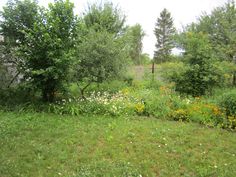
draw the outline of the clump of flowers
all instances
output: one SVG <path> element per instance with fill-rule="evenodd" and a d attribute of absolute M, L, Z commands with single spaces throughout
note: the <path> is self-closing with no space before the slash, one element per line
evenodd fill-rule
<path fill-rule="evenodd" d="M 176 121 L 188 121 L 189 120 L 189 114 L 187 110 L 184 109 L 178 109 L 173 111 L 170 114 L 170 118 Z"/>
<path fill-rule="evenodd" d="M 145 110 L 145 105 L 144 103 L 140 102 L 140 103 L 137 103 L 135 104 L 135 111 L 141 115 L 144 113 L 144 110 Z"/>
<path fill-rule="evenodd" d="M 57 114 L 101 114 L 132 115 L 144 112 L 144 104 L 140 99 L 130 96 L 128 90 L 117 93 L 92 92 L 86 99 L 69 98 L 52 104 L 50 112 Z"/>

========================================================================

Problem requirements:
Scan the entries above for lines with "element" in them, then report how many there are as a plain number.

Answer for the task:
2